- SOURCE
# 20 years!



## PierreRodrigue (Jan 3, 2014)

Well, today I celebrate being married to my best friend, and the love of my life. 20 years ago we began this journey, and she is still with me! Now THAT has to count for something!!


----------



## toddnmd (Jan 3, 2014)

Congratulations on the anniversary!


----------



## tagheuer (Jan 3, 2014)

Congratulations !!!

In these days, 20 years of marriage definitely counts more than something.


----------



## Pensacola Tiger (Jan 3, 2014)

Happy Anniversary, Pierre! May the next twenty be even better!


----------



## Miles (Jan 3, 2014)

Congrats!


----------



## Lucretia (Jan 3, 2014)

Congratulations, Pierre! Best wishes for many, many more happy anniversaries!


----------



## Dream Burls (Jan 3, 2014)

Congratulations Pierre and all the best to you and the Mrs. My 20th is coming up next month.


----------



## NO ChoP! (Jan 3, 2014)

Congratulations, sir. 

I'm coming up on seventeen. It takes work, but hopefully we are better people for it.


----------



## sachem allison (Jan 3, 2014)

congratulations, brother bear!

- DATA SUPPLIED

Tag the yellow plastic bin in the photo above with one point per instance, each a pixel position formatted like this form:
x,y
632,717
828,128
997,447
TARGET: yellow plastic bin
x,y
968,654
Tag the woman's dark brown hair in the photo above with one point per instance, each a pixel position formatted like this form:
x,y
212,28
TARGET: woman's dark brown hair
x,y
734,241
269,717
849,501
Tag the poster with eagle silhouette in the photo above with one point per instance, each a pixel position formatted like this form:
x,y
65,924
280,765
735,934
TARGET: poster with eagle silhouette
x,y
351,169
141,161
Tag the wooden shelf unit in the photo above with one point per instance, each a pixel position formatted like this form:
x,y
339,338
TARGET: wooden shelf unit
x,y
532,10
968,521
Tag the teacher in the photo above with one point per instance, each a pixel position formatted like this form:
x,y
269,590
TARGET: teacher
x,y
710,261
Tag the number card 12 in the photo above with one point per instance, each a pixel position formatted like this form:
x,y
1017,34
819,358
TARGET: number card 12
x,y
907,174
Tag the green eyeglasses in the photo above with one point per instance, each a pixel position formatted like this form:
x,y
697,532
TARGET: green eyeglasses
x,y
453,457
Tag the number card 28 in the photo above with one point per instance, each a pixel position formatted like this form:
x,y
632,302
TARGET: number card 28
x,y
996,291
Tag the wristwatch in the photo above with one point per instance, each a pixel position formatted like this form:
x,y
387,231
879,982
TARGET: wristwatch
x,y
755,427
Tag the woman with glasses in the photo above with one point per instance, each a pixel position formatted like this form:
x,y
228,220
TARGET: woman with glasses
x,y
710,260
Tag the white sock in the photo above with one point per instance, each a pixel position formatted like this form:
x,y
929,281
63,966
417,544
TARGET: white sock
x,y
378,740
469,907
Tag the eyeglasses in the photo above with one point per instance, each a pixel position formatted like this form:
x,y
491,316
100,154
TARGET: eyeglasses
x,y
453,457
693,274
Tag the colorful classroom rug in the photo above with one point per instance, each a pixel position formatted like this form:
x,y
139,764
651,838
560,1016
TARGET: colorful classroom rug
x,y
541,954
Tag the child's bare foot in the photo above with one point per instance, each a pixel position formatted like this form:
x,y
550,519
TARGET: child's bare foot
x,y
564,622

- TO BE DONE
• A. Repeat the passage of the anniversary thread from "## PierreRodrigue (Jan" to "on the anniversary!".
• B. Continue the anniversary thread past its final reply.

- ANSWERS TO THE PROBLEMS
• A.
## PierreRodrigue (Jan 3, 2014)

Well, today I celebrate being married to my best friend, and the love of my life. 20 years ago we began this journey, and she is still with me! Now THAT has to count for something!!


----------



## toddnmd (Jan 3, 2014)

Congratulations on the anniversary!

• B.
----------



## Lefty (Jan 3, 2014)

Congrats, again, my friend!


----------



## Mrmnms (Jan 3, 2014)

Hope your wife had a chance to read your post, but I have a feeling she already knows. Congratulation to you both.


----------



## ecchef (Jan 3, 2014)

Congratulations! I'm at 25% of that.


----------



## Chef Andy (Jan 3, 2014)

Happy anniversary! Did you do anything special to celebrate the big two zero?


----------



## El Pescador (Jan 3, 2014)

Happy Days!


----------



## The Edge (Jan 3, 2014)

Congratulations!


----------



## stereo.pete (Jan 3, 2014)

Congrats Pierre!


----------



## DeepCSweede (Jan 3, 2014)

Congrats to the both of you - the big 20 - that is fantastic!!


----------



## don (Jan 4, 2014)

Congrats!


----------



## Dave Martell (Jan 4, 2014)

Congratulations Pierre!


----------



## MowgFace (Jan 4, 2014)

Congratulations Pierre! To many many more. Cheers


----------



## PierreRodrigue (Jan 4, 2014)

Chef Andy said:


> Happy anniversary! Did you do anything special to celebrate the big two zero?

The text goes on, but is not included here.